◆ REQUIRED TASK
Copy the stretch of entries from the line containing "point per instance: dark jacket" through the last line of the entries, character for character.

◆ TASK MATERIAL
^^^^^^^^^^^^^^^^

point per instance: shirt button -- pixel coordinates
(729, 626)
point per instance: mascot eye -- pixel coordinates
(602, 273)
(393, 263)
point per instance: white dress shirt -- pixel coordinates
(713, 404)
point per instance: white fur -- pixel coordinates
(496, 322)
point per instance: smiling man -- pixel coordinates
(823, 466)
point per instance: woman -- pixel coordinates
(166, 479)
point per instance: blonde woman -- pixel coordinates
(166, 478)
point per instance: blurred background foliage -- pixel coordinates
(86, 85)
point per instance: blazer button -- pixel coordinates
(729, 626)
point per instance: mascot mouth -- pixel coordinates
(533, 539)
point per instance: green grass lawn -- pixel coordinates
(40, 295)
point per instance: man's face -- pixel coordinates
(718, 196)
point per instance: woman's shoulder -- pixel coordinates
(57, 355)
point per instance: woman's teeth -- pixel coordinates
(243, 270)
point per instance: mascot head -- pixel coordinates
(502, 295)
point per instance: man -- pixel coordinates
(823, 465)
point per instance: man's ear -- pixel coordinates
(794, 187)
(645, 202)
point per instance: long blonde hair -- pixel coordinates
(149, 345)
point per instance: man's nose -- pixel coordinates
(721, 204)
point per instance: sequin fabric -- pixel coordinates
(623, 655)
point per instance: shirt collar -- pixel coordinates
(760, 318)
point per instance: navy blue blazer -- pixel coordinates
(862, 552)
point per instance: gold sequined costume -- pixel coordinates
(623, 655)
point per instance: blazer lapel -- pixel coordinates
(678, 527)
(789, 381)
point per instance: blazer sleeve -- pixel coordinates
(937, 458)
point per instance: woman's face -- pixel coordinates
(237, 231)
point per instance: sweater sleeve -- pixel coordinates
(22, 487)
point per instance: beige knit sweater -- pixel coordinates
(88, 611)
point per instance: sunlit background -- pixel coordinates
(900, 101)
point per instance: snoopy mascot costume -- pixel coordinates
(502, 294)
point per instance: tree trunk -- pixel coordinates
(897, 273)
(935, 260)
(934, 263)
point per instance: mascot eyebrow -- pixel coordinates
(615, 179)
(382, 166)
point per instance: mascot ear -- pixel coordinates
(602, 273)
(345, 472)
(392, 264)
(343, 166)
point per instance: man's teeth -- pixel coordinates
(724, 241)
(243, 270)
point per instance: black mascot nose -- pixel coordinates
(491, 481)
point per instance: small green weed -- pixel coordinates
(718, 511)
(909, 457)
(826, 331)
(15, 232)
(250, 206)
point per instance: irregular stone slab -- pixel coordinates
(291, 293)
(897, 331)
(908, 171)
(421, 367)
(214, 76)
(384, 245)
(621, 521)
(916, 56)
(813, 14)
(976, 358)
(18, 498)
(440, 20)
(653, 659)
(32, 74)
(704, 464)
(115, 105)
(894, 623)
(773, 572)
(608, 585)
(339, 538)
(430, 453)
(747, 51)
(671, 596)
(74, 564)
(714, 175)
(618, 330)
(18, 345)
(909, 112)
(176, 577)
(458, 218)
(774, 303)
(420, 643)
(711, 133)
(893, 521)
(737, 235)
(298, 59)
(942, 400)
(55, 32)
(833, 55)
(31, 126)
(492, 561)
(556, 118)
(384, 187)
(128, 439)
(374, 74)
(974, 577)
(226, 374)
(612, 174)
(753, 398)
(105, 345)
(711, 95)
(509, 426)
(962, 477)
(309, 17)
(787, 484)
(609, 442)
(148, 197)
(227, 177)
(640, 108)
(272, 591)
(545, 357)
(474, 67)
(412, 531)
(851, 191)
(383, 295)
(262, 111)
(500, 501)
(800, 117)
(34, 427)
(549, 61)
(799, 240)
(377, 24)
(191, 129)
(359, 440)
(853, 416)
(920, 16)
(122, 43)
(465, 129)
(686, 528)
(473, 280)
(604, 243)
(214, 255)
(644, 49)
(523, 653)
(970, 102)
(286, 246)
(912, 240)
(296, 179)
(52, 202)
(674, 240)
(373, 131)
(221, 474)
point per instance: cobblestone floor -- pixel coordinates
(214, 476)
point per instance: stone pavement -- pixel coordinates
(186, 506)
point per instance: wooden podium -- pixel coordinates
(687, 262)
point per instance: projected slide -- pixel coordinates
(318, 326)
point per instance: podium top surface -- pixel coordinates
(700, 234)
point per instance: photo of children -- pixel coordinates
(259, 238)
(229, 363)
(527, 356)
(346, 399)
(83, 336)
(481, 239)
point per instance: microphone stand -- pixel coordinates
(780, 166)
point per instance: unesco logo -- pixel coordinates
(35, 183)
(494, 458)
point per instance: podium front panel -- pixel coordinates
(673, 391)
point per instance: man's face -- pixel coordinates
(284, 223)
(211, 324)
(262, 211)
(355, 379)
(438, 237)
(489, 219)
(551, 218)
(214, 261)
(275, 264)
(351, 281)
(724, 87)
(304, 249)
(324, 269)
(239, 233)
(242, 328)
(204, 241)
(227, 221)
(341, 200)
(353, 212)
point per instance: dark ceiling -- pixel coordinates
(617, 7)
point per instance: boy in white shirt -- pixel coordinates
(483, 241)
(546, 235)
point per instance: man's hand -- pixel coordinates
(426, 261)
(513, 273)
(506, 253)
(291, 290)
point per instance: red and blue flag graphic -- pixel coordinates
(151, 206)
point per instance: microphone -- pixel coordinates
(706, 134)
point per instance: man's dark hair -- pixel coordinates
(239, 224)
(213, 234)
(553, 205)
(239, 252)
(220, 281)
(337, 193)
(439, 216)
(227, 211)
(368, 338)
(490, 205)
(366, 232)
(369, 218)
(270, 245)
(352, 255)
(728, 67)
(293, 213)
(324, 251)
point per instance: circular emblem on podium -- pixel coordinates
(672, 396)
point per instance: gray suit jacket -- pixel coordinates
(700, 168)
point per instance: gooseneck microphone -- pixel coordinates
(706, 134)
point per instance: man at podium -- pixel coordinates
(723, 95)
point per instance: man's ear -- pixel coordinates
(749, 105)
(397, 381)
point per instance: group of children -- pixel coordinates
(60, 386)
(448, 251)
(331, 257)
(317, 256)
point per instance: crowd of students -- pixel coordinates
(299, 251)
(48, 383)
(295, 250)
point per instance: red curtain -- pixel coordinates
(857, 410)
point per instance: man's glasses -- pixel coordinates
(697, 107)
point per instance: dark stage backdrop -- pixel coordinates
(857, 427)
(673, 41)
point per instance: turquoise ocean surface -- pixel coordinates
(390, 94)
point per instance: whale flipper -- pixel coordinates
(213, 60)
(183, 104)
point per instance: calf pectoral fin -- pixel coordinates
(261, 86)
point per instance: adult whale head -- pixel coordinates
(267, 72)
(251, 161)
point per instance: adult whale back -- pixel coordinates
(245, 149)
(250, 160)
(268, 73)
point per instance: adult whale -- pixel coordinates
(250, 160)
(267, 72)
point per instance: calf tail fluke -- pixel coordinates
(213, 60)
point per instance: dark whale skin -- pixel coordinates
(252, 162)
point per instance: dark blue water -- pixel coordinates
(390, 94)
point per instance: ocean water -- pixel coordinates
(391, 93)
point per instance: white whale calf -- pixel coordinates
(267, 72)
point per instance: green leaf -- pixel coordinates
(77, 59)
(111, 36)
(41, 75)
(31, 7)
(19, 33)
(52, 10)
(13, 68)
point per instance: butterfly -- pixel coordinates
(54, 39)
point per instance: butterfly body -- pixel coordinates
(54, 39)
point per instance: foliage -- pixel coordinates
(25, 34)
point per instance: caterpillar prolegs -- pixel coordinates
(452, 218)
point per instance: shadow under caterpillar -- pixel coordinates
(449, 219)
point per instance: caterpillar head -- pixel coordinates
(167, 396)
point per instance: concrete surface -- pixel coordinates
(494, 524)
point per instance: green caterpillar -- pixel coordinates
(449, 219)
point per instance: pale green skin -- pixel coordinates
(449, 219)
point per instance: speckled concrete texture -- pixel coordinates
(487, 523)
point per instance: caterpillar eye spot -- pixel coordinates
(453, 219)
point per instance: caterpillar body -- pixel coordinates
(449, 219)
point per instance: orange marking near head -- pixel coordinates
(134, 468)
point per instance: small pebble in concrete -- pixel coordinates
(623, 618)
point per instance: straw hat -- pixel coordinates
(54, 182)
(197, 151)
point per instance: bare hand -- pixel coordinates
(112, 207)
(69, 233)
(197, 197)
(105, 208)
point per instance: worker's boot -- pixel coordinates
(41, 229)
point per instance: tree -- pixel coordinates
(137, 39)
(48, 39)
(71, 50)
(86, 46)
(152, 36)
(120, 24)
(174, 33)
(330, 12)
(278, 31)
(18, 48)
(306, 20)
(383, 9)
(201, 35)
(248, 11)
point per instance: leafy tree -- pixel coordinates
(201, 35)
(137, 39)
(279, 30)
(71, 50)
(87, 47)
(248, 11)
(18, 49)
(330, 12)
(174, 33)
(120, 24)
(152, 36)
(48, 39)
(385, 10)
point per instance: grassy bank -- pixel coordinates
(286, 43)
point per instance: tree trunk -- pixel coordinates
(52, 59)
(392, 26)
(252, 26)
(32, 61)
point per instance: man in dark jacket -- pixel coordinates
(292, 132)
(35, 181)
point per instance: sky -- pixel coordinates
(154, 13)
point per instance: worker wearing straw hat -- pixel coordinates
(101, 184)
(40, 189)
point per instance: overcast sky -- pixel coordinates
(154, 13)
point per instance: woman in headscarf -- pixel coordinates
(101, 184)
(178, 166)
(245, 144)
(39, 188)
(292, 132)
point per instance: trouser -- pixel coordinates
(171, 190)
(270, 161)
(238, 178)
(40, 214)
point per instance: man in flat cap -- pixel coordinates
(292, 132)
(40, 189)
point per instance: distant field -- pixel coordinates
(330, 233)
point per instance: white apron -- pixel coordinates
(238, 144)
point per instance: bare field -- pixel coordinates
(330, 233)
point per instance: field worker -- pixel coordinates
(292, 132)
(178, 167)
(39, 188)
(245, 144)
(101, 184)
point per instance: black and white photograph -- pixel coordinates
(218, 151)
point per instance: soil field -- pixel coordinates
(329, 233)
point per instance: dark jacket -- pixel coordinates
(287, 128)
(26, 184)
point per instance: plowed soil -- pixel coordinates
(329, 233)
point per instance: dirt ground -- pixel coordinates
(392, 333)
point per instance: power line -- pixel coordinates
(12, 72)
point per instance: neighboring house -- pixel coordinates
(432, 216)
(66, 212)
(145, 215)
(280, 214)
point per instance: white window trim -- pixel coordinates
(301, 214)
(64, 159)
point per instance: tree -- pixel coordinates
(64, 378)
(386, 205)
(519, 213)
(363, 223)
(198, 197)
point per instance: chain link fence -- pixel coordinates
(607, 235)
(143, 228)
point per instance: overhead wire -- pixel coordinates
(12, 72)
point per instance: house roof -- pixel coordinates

^^^^^^^^^^^^^^^^

◆ THE SOLUTION
point per instance: dark jacket -- pixel coordinates
(287, 128)
(26, 184)
point per instance: plowed soil -- pixel coordinates
(329, 233)
point per instance: dirt ground -- pixel coordinates
(392, 333)
point per instance: power line -- pixel coordinates
(12, 72)
point per instance: neighboring house -- pixel coordinates
(432, 216)
(66, 212)
(145, 215)
(280, 214)
point per instance: white window trim -- pixel coordinates
(301, 214)
(64, 159)
point per instance: tree -- pixel coordinates
(64, 378)
(386, 205)
(519, 213)
(363, 223)
(198, 197)
point per instance: chain link fence -- pixel coordinates
(607, 235)
(143, 228)
point per instance: overhead wire -- pixel coordinates
(12, 72)
point per instance: house roof -- pixel coordinates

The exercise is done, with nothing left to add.